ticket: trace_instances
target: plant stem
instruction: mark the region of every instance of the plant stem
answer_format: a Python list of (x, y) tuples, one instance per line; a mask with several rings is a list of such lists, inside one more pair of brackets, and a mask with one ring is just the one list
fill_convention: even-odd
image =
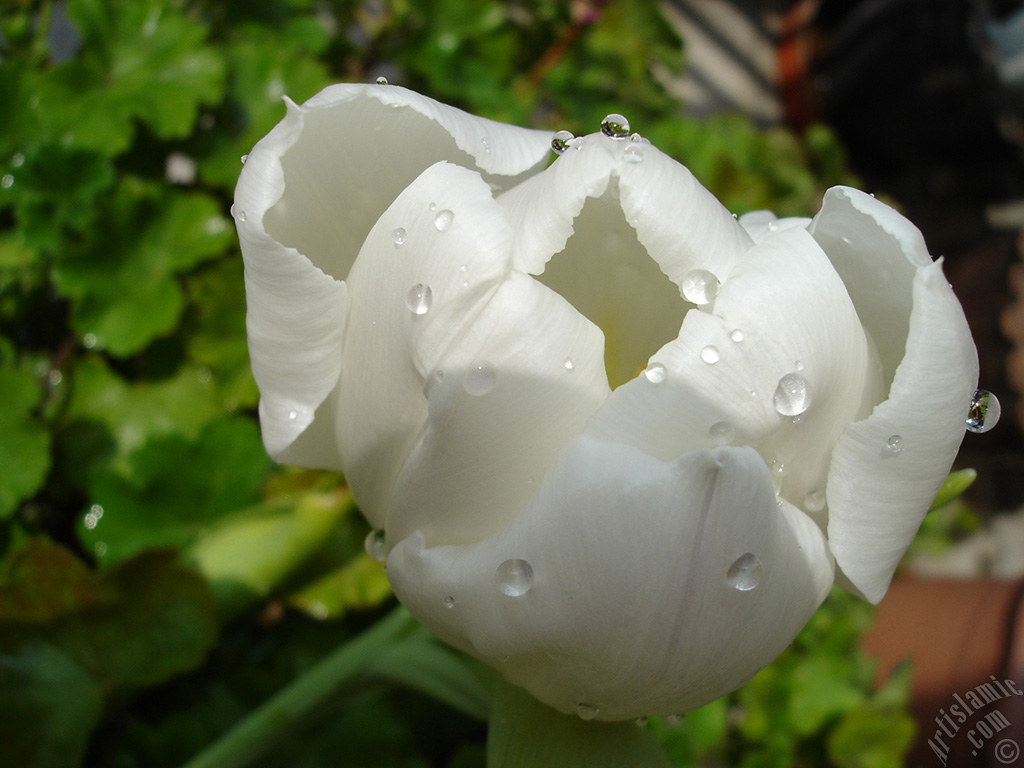
[(359, 680), (368, 662), (385, 646), (417, 626), (404, 608), (395, 608), (252, 712), (183, 768), (248, 765), (344, 687)]

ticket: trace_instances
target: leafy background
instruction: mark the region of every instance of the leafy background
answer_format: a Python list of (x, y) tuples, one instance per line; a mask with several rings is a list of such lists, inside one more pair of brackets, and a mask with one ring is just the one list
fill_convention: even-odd
[[(16, 0), (0, 35), (4, 765), (185, 764), (392, 607), (343, 479), (260, 443), (229, 206), (282, 95), (383, 75), (522, 125), (623, 112), (737, 212), (851, 179), (825, 128), (687, 120), (642, 0)], [(837, 593), (741, 691), (642, 727), (679, 766), (898, 765), (909, 677), (872, 685), (871, 616)], [(387, 649), (250, 764), (482, 766), (488, 672)]]

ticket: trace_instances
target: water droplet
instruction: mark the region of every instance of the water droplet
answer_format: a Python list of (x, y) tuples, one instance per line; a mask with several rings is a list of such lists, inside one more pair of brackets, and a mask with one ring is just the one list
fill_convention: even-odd
[(452, 225), (452, 219), (455, 218), (455, 214), (445, 208), (443, 211), (438, 211), (437, 216), (434, 217), (434, 228), (438, 232), (444, 232), (448, 227)]
[(979, 389), (971, 398), (971, 408), (967, 412), (967, 429), (979, 435), (988, 432), (999, 422), (1002, 410), (995, 395), (987, 389)]
[(476, 363), (466, 373), (462, 382), (463, 388), (471, 395), (486, 395), (494, 389), (494, 366), (490, 363)]
[(903, 453), (903, 438), (899, 435), (889, 435), (889, 439), (885, 441), (885, 451), (891, 456)]
[(95, 333), (87, 333), (82, 337), (82, 346), (86, 349), (92, 349), (96, 346), (97, 341), (98, 339), (96, 338)]
[(433, 291), (429, 285), (417, 283), (409, 289), (405, 296), (405, 306), (414, 315), (425, 315), (430, 311), (430, 304), (434, 301)]
[(569, 146), (575, 149), (577, 152), (579, 152), (581, 149), (583, 149), (583, 145), (585, 143), (585, 137), (577, 136), (575, 139), (571, 139), (569, 141)]
[(772, 488), (775, 489), (775, 493), (779, 493), (782, 490), (782, 479), (789, 474), (789, 467), (775, 459), (768, 467), (768, 474), (771, 476)]
[(486, 136), (481, 136), (481, 137), (480, 137), (480, 143), (481, 143), (481, 144), (483, 144), (483, 147), (484, 147), (484, 154), (485, 154), (485, 155), (486, 155), (486, 154), (487, 154), (488, 152), (490, 152), (490, 151), (491, 151), (491, 142), (489, 142), (489, 141), (487, 140), (487, 137), (486, 137)]
[(96, 553), (96, 557), (103, 557), (107, 554), (107, 545), (105, 542), (97, 541), (96, 544), (93, 545), (92, 549), (93, 552)]
[(388, 79), (386, 77), (378, 77), (376, 82), (377, 82), (377, 85), (387, 85), (388, 84)]
[(627, 163), (639, 163), (644, 159), (644, 153), (635, 144), (630, 144), (622, 153), (622, 159)]
[(736, 562), (729, 566), (729, 572), (725, 579), (734, 589), (738, 589), (740, 592), (749, 592), (761, 583), (763, 575), (764, 569), (761, 567), (761, 561), (747, 552), (737, 557)]
[(551, 137), (551, 151), (560, 155), (569, 148), (569, 142), (576, 137), (570, 131), (559, 131)]
[(732, 424), (727, 421), (716, 421), (708, 430), (708, 436), (711, 437), (711, 439), (718, 445), (725, 445), (726, 443), (731, 442), (735, 434), (736, 430), (733, 429)]
[(846, 235), (843, 235), (843, 236), (842, 236), (841, 238), (839, 238), (839, 239), (840, 239), (840, 240), (842, 240), (842, 241), (843, 241), (844, 243), (846, 243), (847, 245), (851, 245), (851, 244), (853, 243), (853, 240), (851, 240), (850, 238), (848, 238), (848, 237), (847, 237)]
[(96, 527), (96, 523), (98, 522), (99, 518), (97, 518), (96, 515), (90, 512), (85, 516), (85, 519), (82, 521), (82, 524), (85, 525), (85, 527), (91, 531), (93, 528)]
[(4, 189), (10, 189), (13, 185), (14, 185), (14, 176), (13, 175), (11, 175), (9, 173), (5, 173), (2, 177), (0, 177), (0, 187), (3, 187)]
[(743, 331), (737, 328), (735, 331), (729, 334), (729, 338), (735, 341), (737, 344), (739, 344), (741, 341), (743, 341)]
[(804, 509), (808, 512), (821, 512), (825, 508), (825, 491), (818, 489), (804, 496)]
[(242, 165), (245, 165), (245, 161), (249, 159), (249, 156), (248, 155), (242, 155), (241, 158), (239, 158), (239, 159), (242, 161)]
[(795, 363), (793, 363), (793, 367), (797, 371), (802, 371), (804, 369), (804, 364), (801, 361), (797, 360)]
[(220, 216), (211, 216), (206, 220), (203, 229), (208, 235), (218, 235), (228, 228), (227, 223)]
[(459, 267), (459, 272), (469, 272), (469, 265), (463, 264), (461, 267)]
[(694, 269), (683, 278), (679, 291), (684, 299), (700, 306), (714, 301), (720, 286), (721, 283), (713, 273), (706, 269)]
[(288, 420), (289, 421), (295, 421), (297, 418), (299, 418), (299, 412), (298, 411), (288, 411)]
[(441, 602), (444, 604), (445, 608), (454, 608), (455, 607), (455, 598), (452, 597), (451, 595), (445, 595), (444, 599)]
[(23, 166), (24, 164), (25, 155), (23, 155), (21, 152), (15, 152), (13, 155), (11, 155), (11, 165), (13, 165), (15, 168), (21, 168), (21, 166)]
[(437, 210), (437, 203), (431, 203), (428, 207), (430, 208), (430, 210), (436, 211)]
[(405, 230), (401, 227), (396, 227), (391, 230), (391, 242), (395, 245), (402, 245), (405, 243)]
[(597, 707), (581, 701), (576, 705), (576, 714), (580, 716), (580, 720), (593, 720), (597, 717)]
[(89, 507), (89, 514), (93, 515), (97, 520), (103, 517), (103, 507), (99, 504), (93, 504)]
[(772, 398), (775, 410), (783, 416), (797, 416), (811, 404), (811, 391), (807, 379), (799, 373), (787, 373), (779, 379)]
[(366, 534), (366, 538), (363, 539), (363, 549), (378, 563), (383, 563), (387, 559), (384, 552), (384, 531), (374, 530)]
[(721, 359), (721, 355), (718, 354), (718, 347), (714, 344), (708, 344), (700, 351), (700, 359), (708, 365), (714, 365)]
[(237, 218), (239, 221), (245, 221), (245, 211), (239, 211)]
[(562, 363), (562, 365), (565, 366), (565, 370), (567, 370), (567, 371), (575, 371), (576, 370), (576, 362), (571, 357), (565, 358), (565, 362)]
[(533, 567), (525, 560), (506, 560), (494, 575), (498, 579), (498, 589), (509, 597), (522, 597), (533, 586)]
[(647, 139), (641, 136), (639, 133), (630, 134), (629, 140), (634, 144), (650, 144)]
[(611, 139), (624, 139), (629, 136), (629, 120), (616, 112), (605, 115), (601, 121), (601, 133)]
[(647, 727), (647, 718), (646, 717), (638, 717), (633, 722), (636, 723), (637, 726), (640, 727), (640, 728), (646, 728)]
[(651, 384), (661, 384), (667, 375), (665, 366), (661, 363), (648, 363), (647, 367), (644, 368), (644, 378), (651, 382)]
[(769, 232), (778, 232), (779, 231), (779, 222), (777, 222), (777, 221), (769, 221), (768, 222), (768, 231)]

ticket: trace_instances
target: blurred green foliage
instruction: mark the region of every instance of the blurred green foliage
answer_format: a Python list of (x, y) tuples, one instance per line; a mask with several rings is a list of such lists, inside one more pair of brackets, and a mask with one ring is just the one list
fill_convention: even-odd
[[(653, 74), (682, 51), (645, 0), (0, 8), (0, 763), (179, 765), (389, 598), (342, 479), (273, 468), (256, 426), (229, 206), (281, 97), (384, 75), (521, 125), (623, 112), (740, 213), (849, 180), (824, 129), (685, 119)], [(677, 765), (897, 764), (870, 615), (834, 596), (738, 694), (648, 727)], [(254, 764), (481, 766), (482, 674), (417, 636)]]

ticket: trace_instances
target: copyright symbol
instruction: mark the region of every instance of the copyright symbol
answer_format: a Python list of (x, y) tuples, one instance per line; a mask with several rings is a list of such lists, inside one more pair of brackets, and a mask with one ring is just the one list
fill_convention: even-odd
[(1013, 739), (1003, 739), (995, 748), (996, 760), (1003, 765), (1008, 765), (1014, 762), (1020, 755), (1020, 747), (1017, 746), (1017, 742)]

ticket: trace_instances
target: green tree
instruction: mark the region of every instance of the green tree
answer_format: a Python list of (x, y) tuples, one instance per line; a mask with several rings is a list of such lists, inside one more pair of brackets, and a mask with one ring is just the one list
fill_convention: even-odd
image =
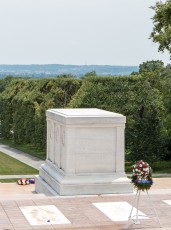
[(164, 78), (168, 78), (171, 77), (171, 64), (168, 64), (163, 71), (161, 72), (161, 77)]
[(150, 38), (159, 44), (159, 51), (167, 50), (171, 53), (171, 0), (165, 3), (157, 2), (151, 8), (155, 14), (152, 18), (154, 27)]
[(164, 69), (164, 63), (160, 60), (146, 61), (139, 65), (139, 73), (161, 72)]
[(96, 74), (96, 71), (91, 71), (91, 72), (87, 72), (84, 76), (91, 77), (91, 76), (97, 76), (97, 74)]
[(12, 76), (6, 76), (3, 79), (0, 79), (0, 93), (2, 93), (6, 86), (14, 79)]

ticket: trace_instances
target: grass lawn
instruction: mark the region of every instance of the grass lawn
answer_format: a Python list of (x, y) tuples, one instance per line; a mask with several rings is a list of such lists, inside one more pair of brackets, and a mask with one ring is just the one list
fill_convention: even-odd
[(29, 175), (38, 173), (37, 169), (0, 152), (0, 175)]

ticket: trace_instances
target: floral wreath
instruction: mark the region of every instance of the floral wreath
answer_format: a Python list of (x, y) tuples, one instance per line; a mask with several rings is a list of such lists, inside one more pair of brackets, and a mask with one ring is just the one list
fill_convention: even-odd
[(31, 179), (22, 179), (20, 178), (17, 181), (18, 185), (28, 185), (28, 184), (35, 184), (35, 179), (31, 178)]
[(133, 165), (132, 183), (137, 190), (148, 190), (153, 184), (151, 167), (147, 162), (139, 161)]

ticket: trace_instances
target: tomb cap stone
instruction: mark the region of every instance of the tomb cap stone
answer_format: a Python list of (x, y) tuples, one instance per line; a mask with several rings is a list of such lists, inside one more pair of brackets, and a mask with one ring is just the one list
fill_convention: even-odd
[(125, 123), (126, 117), (119, 113), (109, 112), (97, 108), (79, 109), (49, 109), (46, 111), (48, 118), (63, 124), (92, 124), (92, 123)]

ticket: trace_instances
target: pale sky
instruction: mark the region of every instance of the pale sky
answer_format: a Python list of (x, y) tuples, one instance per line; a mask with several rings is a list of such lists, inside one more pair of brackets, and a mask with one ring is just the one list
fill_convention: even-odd
[(0, 64), (167, 64), (149, 39), (156, 2), (0, 0)]

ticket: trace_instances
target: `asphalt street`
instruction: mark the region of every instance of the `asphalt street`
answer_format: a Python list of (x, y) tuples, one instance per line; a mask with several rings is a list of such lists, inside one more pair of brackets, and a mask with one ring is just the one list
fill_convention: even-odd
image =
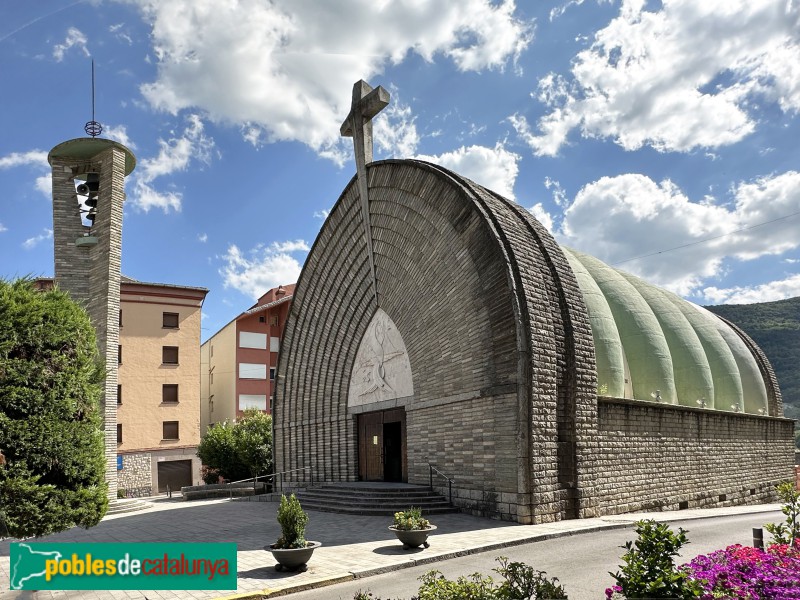
[[(682, 563), (699, 554), (706, 554), (730, 544), (752, 545), (754, 527), (762, 527), (764, 523), (781, 522), (783, 519), (783, 515), (775, 511), (675, 521), (671, 522), (670, 526), (673, 529), (683, 527), (688, 531), (690, 543), (684, 546), (679, 561)], [(765, 541), (768, 541), (769, 534), (764, 532), (764, 536)], [(502, 555), (512, 561), (525, 562), (537, 570), (546, 571), (549, 576), (558, 577), (570, 600), (601, 600), (604, 598), (605, 588), (614, 583), (609, 571), (616, 571), (619, 568), (620, 556), (624, 552), (620, 546), (634, 538), (633, 526), (626, 529), (580, 533), (297, 592), (293, 593), (291, 598), (292, 600), (352, 600), (353, 595), (359, 590), (371, 591), (383, 600), (410, 598), (419, 587), (417, 579), (431, 569), (441, 571), (449, 579), (475, 572), (492, 575), (492, 569), (497, 566), (495, 558)], [(435, 543), (435, 538), (431, 539), (431, 543)]]

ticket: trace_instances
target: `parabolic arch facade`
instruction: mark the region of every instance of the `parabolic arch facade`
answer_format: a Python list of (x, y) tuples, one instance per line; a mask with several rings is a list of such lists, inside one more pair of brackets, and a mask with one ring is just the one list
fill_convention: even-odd
[(790, 478), (792, 421), (737, 328), (442, 167), (367, 174), (372, 262), (353, 180), (295, 289), (276, 471), (427, 483), (432, 463), (457, 505), (520, 523), (762, 502)]

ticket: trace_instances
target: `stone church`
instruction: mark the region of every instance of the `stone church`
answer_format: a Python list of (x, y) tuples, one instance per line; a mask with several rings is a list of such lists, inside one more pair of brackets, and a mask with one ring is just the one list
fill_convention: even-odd
[(359, 83), (358, 175), (282, 342), (276, 472), (427, 484), (433, 464), (457, 506), (519, 523), (773, 500), (793, 422), (753, 341), (457, 173), (371, 162), (359, 99), (382, 88)]

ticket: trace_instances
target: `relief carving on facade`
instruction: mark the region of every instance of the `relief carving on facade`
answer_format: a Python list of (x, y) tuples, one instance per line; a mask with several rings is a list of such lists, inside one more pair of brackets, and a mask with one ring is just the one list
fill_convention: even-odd
[(347, 405), (362, 406), (413, 394), (406, 345), (389, 315), (379, 308), (356, 353)]

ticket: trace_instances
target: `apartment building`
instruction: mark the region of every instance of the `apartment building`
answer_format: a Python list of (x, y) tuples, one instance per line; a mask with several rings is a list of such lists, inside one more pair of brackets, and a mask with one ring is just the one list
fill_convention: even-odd
[(122, 278), (117, 485), (128, 497), (200, 482), (200, 313), (207, 293)]
[(272, 288), (200, 347), (200, 428), (240, 417), (248, 408), (269, 413), (281, 335), (294, 284)]

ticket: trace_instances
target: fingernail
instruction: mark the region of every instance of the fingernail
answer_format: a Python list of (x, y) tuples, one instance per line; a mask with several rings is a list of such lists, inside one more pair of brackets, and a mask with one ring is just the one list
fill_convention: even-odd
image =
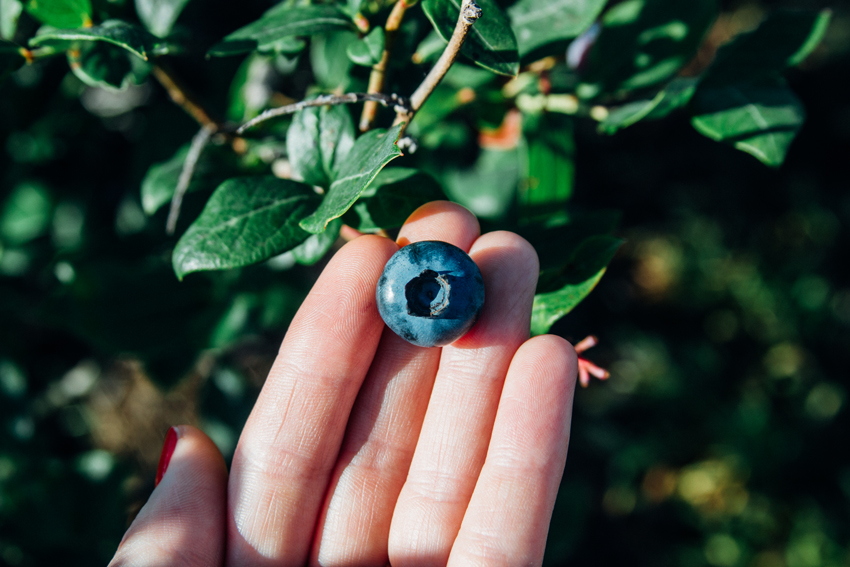
[(171, 462), (171, 455), (174, 454), (174, 448), (177, 447), (177, 428), (171, 427), (168, 433), (165, 434), (165, 443), (162, 444), (162, 453), (159, 455), (159, 466), (156, 467), (156, 482), (154, 486), (158, 486), (168, 468), (168, 463)]

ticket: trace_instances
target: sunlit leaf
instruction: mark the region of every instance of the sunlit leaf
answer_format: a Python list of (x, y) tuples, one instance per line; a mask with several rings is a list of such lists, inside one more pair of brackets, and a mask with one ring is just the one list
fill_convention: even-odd
[(0, 81), (9, 73), (18, 70), (25, 62), (20, 45), (0, 39)]
[(148, 76), (148, 63), (126, 50), (103, 41), (86, 41), (68, 51), (71, 71), (92, 87), (124, 89), (138, 85)]
[[(183, 163), (189, 153), (189, 144), (181, 147), (167, 161), (154, 164), (142, 180), (142, 209), (148, 215), (171, 202), (177, 187)], [(226, 179), (237, 174), (238, 168), (232, 151), (217, 146), (207, 146), (201, 152), (187, 193), (212, 191)]]
[(599, 123), (599, 131), (613, 134), (641, 120), (664, 118), (671, 112), (685, 107), (691, 102), (699, 79), (678, 77), (649, 100), (638, 100), (613, 109)]
[(596, 21), (606, 0), (520, 0), (508, 9), (520, 57), (572, 39)]
[(354, 144), (354, 121), (345, 106), (305, 108), (286, 132), (292, 170), (306, 183), (327, 187)]
[(378, 172), (401, 155), (396, 142), (401, 125), (388, 131), (370, 130), (363, 134), (339, 165), (322, 204), (309, 217), (301, 221), (301, 228), (317, 234), (325, 230), (330, 221), (342, 216), (375, 179)]
[(572, 121), (542, 116), (525, 132), (525, 173), (517, 191), (519, 221), (560, 222), (573, 193), (575, 143)]
[(171, 32), (189, 0), (136, 0), (136, 13), (152, 34), (165, 37)]
[[(477, 0), (476, 4), (482, 15), (470, 29), (461, 53), (494, 73), (515, 76), (519, 72), (519, 53), (507, 14), (496, 0)], [(422, 9), (446, 41), (454, 32), (460, 6), (460, 0), (422, 0)]]
[(752, 32), (723, 46), (702, 84), (705, 87), (758, 82), (799, 64), (821, 42), (831, 13), (775, 10)]
[(704, 136), (732, 144), (778, 167), (805, 120), (805, 109), (784, 82), (700, 88), (694, 127)]
[(8, 196), (0, 215), (0, 237), (7, 243), (22, 244), (47, 229), (52, 202), (47, 189), (22, 183)]
[(348, 58), (358, 65), (376, 65), (384, 52), (384, 29), (373, 29), (366, 37), (349, 45), (346, 52)]
[(276, 177), (241, 177), (222, 183), (174, 248), (177, 277), (238, 268), (267, 260), (310, 235), (298, 221), (318, 196), (303, 183)]
[(324, 258), (339, 237), (341, 227), (342, 221), (334, 219), (328, 223), (324, 232), (311, 234), (307, 240), (292, 249), (295, 261), (305, 266), (312, 266)]
[(531, 334), (548, 333), (558, 319), (575, 309), (590, 295), (604, 274), (605, 268), (583, 282), (567, 284), (558, 291), (535, 295), (531, 307)]
[(520, 177), (516, 149), (485, 148), (469, 168), (445, 171), (446, 193), (479, 217), (503, 218), (513, 205)]
[(346, 224), (363, 232), (397, 228), (422, 205), (445, 198), (440, 184), (430, 175), (406, 167), (388, 167), (381, 170), (344, 218)]
[(123, 47), (145, 60), (160, 45), (158, 40), (142, 27), (122, 20), (107, 20), (99, 26), (75, 30), (41, 28), (38, 35), (30, 39), (30, 46), (49, 45), (67, 49), (77, 41), (105, 41)]
[(602, 17), (577, 94), (593, 99), (669, 80), (694, 56), (717, 13), (716, 0), (615, 4)]
[(278, 4), (263, 16), (215, 44), (210, 55), (238, 55), (248, 51), (275, 51), (279, 40), (334, 30), (354, 30), (351, 18), (334, 4), (290, 6)]
[(0, 38), (14, 39), (18, 18), (23, 10), (21, 0), (0, 0)]
[(91, 25), (91, 0), (30, 0), (26, 10), (39, 21), (56, 28)]

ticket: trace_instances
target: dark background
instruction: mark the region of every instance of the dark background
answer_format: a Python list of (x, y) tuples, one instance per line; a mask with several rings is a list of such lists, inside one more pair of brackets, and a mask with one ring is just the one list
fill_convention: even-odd
[[(576, 122), (573, 205), (622, 211), (627, 242), (554, 329), (599, 336), (588, 356), (612, 376), (577, 392), (551, 565), (850, 564), (850, 10), (723, 4), (834, 7), (788, 75), (808, 120), (776, 170), (678, 114), (613, 137)], [(210, 42), (244, 23), (210, 8), (184, 16)], [(220, 108), (237, 64), (178, 70)], [(0, 564), (15, 566), (105, 564), (168, 426), (200, 425), (229, 457), (321, 269), (179, 283), (139, 185), (196, 125), (155, 84), (96, 116), (69, 77), (58, 58), (0, 85)], [(22, 184), (44, 203), (23, 223)]]

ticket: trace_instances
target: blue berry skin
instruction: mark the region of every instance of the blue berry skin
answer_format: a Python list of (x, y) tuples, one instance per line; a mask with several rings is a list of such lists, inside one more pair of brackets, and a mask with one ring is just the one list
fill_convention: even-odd
[(375, 296), (381, 317), (398, 336), (417, 346), (444, 346), (478, 320), (484, 279), (466, 252), (426, 240), (390, 258)]

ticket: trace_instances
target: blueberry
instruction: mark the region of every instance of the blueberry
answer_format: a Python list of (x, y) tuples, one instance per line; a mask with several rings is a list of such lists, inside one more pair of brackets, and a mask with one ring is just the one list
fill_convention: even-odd
[(418, 346), (443, 346), (478, 320), (484, 280), (463, 250), (426, 240), (390, 258), (375, 295), (381, 317), (398, 336)]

Directions — From the data above, pick out each line containing "foliage" and copy it.

Written response —
target: blurred green foliage
instruction: mark the region of every instance of the blurred green foliage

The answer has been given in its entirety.